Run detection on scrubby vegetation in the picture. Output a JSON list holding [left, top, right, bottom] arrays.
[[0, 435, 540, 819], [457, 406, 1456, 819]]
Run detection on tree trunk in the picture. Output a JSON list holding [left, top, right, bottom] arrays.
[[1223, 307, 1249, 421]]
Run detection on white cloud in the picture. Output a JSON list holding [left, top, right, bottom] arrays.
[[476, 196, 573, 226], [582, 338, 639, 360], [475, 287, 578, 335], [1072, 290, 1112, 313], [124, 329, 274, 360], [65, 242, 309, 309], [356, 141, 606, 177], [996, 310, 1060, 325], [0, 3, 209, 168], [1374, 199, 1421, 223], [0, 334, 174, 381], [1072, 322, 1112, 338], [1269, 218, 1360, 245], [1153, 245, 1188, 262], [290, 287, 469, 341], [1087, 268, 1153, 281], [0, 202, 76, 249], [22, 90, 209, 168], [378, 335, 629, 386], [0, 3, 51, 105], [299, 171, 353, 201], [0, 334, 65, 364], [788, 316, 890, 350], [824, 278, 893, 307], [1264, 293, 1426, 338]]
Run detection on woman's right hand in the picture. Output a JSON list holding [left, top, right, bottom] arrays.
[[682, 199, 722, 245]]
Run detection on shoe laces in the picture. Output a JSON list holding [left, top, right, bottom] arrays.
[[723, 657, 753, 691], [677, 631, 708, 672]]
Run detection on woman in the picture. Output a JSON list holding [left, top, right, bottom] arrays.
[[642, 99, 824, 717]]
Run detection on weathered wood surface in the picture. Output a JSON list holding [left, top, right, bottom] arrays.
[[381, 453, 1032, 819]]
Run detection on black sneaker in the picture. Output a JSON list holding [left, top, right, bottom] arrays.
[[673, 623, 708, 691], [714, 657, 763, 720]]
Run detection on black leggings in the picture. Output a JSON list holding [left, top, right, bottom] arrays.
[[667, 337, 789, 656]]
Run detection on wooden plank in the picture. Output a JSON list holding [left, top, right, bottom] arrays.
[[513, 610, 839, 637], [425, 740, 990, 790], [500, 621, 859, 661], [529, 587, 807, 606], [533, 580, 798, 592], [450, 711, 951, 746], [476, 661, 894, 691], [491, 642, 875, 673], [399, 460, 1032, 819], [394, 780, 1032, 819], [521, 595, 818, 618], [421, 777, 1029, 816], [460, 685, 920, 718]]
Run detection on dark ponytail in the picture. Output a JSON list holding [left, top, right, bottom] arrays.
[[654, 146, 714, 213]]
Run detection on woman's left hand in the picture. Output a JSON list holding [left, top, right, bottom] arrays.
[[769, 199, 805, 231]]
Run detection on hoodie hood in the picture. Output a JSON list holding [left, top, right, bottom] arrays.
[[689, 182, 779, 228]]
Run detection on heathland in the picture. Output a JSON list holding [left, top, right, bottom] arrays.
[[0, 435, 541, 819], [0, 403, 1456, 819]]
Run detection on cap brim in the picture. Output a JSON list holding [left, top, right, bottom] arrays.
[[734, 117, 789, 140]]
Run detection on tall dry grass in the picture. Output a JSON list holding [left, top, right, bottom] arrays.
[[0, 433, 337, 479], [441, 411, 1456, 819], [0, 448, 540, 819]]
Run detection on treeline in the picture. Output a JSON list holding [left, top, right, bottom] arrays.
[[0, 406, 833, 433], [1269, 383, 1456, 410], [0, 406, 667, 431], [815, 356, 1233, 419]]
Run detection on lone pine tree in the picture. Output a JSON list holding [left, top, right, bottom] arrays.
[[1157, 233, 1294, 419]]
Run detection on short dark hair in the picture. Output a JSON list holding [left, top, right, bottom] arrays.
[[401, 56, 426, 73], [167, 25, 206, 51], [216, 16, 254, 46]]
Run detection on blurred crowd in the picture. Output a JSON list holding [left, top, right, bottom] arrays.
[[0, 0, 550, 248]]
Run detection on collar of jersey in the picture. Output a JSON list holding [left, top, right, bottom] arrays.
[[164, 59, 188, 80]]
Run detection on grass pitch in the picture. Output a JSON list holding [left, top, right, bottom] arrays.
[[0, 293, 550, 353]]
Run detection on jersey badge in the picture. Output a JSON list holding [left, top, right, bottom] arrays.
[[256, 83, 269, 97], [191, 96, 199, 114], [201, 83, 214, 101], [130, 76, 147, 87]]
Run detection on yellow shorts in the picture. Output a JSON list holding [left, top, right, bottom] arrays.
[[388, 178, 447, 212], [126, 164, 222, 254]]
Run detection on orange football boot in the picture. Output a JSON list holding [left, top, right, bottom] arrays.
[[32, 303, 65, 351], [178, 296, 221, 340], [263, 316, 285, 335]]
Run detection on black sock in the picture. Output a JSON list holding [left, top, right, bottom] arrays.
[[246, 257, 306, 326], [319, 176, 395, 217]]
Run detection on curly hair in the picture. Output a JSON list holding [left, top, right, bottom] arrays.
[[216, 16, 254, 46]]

§ §

#### [Task brief]
How many of the rows above contain the string "hair"? Give only the number.

#### [Answer below]
2